> _Requests_:
1. In the category theory post, what is a diagram defined as?
2. Copy the passage of the category theory post from "OK, so the real" to "of undetermined types.".
3. Carry on the category theory post after its last sentence.

> _Document_:

### On Error Resume Prior   If at first you don't succeed...

OK, so the real reason I covered Products and Coproducts last time last time was to work toward a discussion of limits, which are a concept I have never fully understood in Category Theory.

## Diagram

As before, we have to define a few preliminaries before we can define a limit. The first thing we can define is a diagram, or a functor from another category to the current one. In Haskell, we can’t escape the current category of Hask, so we instead define a diagram as a series of types and associated functions. For example, we can define a diagram from the category $$\mathbf 2$$ containing two elements and no morphisms apart from the identities as a pair of undetermined types.

A diagram from the category $$\mathbf 2*$$, a category containing two elements and an arrow in each direction (along with the identities), (this implies that the two arrows compose in both directions to the identitity):

In this case, we have two types A and B as well as two functions of types A -> B and B -> A.

In any case, we can define a diagram of two types as:

data Diagram1 a = Diagram1 [a -> a]
data Diagram2 a b = Diagram2 [a -> a] [a -> b] [b -> a] [b -> b]
data Diagram3 a b c = Diagram3 [a -> a] [a -> b] [a -> c] [b -> a] [b -> b] [b -> c] [c -> a] [c -> b] [c -> c]

twoStarCons :: (a -> b) -> (b -> a) -> Diagram2 a b
twoStarCons f g = Diagram2 [id] [f] [g] [id]


## Cones

In any case, we can define a cone on a diagram as a set of functions from one element to the image of this diagram. A cone onto a diagram selecting three elements, $$A, B, C$$ with six morphisms can be represented as such.

> _Data section_:
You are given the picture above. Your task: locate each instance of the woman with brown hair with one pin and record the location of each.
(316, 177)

> _Answers for the exercise_:
1. A functor from another category to the current one.

2.
OK, so the real reason I covered Products and Coproducts last time last time was to work toward a discussion of limits, which are a concept I have never fully understood in Category Theory.

## Diagram

As before, we have to define a few preliminaries before we can define a limit. The first thing we can define is a diagram, or a functor from another category to the current one. In Haskell, we can’t escape the current category of Hask, so we instead define a diagram as a series of types and associated functions. For example, we can define a diagram from the category $$\mathbf 2$$ containing two elements and no morphisms apart from the identities as a pair of undetermined types.

3.
If you imagine $$N$$ being above $$A, B, C$$ note how the diagram has a roughly conical shape. In fact, for any diagram, you can put all the items in a rough circle and have arrows go along the base, with a whole bunch of triangles along the sides. In Haskell, a cone is represented just by the arrows from $$N$$ (traditionally named phi) as such:

class Cone1 n a | n -> a where
phi1 :: n -> a

class Cone2 n a b | n -> a, n -> b where
phi2_a :: n -> a
phi2_b :: n -> b

class Cone3 n a b c | n -> a, n -> b, n -> c where
phi3_a :: n -> a
phi3_b :: n -> b
phi3_c :: n -> c


The cone laws come from the fact that each of the sideways “faces,” i.e., the triangles with two sides being morphisms from $$N$$ must commute. One interesting implication is that the only morphism you can have from any object in the diagram to itself can be the identity, otherwise, the “triangle” with both sides being the same doesn’t commute.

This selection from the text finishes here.